### YOUR INSTRUCTIONS:
Would you please copy every line below that includes the string "cabbage"?

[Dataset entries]
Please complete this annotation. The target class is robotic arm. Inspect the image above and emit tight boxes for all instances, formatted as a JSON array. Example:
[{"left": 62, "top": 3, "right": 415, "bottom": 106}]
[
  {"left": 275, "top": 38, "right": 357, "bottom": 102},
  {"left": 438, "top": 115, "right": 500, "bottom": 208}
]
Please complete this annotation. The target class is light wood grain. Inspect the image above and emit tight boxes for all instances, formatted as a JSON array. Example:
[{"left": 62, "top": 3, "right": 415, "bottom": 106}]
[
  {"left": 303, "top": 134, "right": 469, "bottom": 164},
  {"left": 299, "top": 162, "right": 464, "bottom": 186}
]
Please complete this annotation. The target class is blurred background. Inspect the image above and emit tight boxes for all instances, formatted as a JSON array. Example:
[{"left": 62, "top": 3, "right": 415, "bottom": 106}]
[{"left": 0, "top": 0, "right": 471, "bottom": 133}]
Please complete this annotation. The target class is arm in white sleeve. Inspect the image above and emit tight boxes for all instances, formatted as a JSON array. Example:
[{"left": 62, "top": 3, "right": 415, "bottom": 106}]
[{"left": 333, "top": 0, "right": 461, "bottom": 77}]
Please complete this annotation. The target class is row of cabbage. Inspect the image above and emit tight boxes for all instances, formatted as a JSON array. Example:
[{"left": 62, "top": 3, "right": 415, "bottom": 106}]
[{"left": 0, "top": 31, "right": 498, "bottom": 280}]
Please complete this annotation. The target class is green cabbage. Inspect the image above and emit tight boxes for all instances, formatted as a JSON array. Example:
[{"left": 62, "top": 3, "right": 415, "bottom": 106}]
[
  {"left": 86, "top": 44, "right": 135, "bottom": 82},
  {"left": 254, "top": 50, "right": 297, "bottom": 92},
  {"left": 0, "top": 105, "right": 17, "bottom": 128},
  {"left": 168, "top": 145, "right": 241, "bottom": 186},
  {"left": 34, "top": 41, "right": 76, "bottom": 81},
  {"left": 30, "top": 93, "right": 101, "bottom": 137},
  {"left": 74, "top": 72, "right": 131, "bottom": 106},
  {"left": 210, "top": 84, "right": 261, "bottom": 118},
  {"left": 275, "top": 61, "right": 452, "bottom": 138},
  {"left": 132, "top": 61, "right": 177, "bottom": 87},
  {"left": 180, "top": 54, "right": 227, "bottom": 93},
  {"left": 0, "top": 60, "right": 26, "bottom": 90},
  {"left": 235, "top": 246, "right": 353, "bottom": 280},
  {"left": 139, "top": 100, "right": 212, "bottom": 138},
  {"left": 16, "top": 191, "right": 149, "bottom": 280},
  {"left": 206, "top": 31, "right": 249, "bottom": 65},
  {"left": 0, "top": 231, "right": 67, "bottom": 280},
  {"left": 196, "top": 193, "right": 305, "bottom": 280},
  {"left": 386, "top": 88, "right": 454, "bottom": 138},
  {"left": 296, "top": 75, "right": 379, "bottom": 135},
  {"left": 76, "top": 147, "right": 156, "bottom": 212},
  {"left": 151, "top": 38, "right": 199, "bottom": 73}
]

### REPLY:
Please complete this annotation. The target class is row of cabbage. Inspect the image above and emit tight boxes for all instances, formatted as a JSON array. Example:
Please complete this annotation. The target class is green cabbage. Inspect the image above and emit tight boxes for all instances, formatted as a JSON array. Example:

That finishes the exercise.